Problem statement:
Lines from the first one down to the one containing "positive clicks: (486, 195) (510, 209)" in the data below are the only ones needed; please return them exactly, both ends included.

>>>

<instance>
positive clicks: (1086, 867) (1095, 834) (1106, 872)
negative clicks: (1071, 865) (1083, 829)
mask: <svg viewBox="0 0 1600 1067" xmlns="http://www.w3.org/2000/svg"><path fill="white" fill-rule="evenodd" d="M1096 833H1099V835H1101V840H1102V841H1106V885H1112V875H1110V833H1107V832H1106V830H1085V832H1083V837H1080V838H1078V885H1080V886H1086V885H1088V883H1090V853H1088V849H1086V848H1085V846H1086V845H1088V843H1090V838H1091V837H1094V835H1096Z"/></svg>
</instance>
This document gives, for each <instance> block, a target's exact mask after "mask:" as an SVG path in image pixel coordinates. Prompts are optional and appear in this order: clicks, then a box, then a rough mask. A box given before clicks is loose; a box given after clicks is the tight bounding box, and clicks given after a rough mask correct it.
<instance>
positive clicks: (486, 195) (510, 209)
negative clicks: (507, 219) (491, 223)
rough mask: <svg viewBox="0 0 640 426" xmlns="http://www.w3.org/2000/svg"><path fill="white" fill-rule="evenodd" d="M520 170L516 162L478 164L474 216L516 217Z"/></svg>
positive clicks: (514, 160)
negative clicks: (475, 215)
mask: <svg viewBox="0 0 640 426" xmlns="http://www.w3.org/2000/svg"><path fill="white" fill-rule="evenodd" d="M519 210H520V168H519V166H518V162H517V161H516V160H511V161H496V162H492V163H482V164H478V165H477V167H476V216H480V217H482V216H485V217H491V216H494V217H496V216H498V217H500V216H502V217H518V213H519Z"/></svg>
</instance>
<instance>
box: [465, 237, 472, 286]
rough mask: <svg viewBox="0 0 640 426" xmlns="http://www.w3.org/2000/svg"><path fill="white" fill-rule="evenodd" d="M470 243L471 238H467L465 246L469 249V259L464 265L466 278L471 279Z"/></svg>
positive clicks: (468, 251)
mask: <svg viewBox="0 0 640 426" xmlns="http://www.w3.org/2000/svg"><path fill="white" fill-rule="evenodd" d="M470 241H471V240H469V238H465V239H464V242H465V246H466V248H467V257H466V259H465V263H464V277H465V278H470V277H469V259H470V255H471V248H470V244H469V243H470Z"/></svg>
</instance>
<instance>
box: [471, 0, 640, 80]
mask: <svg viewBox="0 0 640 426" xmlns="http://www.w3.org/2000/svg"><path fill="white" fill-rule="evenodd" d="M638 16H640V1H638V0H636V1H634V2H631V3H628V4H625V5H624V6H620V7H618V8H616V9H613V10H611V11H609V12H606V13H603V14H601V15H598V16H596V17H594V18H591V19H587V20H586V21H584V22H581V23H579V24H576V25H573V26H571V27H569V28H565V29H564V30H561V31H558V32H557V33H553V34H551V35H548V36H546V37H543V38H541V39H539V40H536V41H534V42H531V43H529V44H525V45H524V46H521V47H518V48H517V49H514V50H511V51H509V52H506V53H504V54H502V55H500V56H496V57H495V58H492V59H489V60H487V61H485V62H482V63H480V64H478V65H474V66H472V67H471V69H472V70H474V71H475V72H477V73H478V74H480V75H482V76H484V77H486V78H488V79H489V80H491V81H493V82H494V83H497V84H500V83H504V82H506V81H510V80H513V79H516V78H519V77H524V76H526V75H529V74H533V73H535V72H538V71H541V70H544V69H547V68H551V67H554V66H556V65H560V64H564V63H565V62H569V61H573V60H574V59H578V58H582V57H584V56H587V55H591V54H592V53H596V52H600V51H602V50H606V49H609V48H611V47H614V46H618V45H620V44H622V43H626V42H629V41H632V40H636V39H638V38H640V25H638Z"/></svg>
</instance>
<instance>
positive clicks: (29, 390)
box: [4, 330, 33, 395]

<<<

Expected output:
<instance>
positive clicks: (1086, 867) (1095, 834) (1106, 872)
negative clicks: (1071, 865) (1083, 829)
mask: <svg viewBox="0 0 1600 1067" xmlns="http://www.w3.org/2000/svg"><path fill="white" fill-rule="evenodd" d="M1096 833H1099V835H1101V840H1102V841H1106V885H1112V875H1110V833H1107V832H1106V830H1085V832H1083V837H1080V838H1078V885H1080V886H1086V885H1088V883H1090V853H1088V849H1086V848H1085V846H1086V845H1088V843H1090V838H1091V837H1094V835H1096Z"/></svg>
</instance>
This document gives, for each <instance> block, a target's exact mask after "mask:" as an SVG path in image pixel coordinates. Prompts are optional and appear in this order: clicks, then a box, then a rough mask. A box given before clicks is loose; a box given after clicks is the tight bounding box, and clicks given after a rough mask correct it.
<instance>
positive clicks: (486, 195) (510, 209)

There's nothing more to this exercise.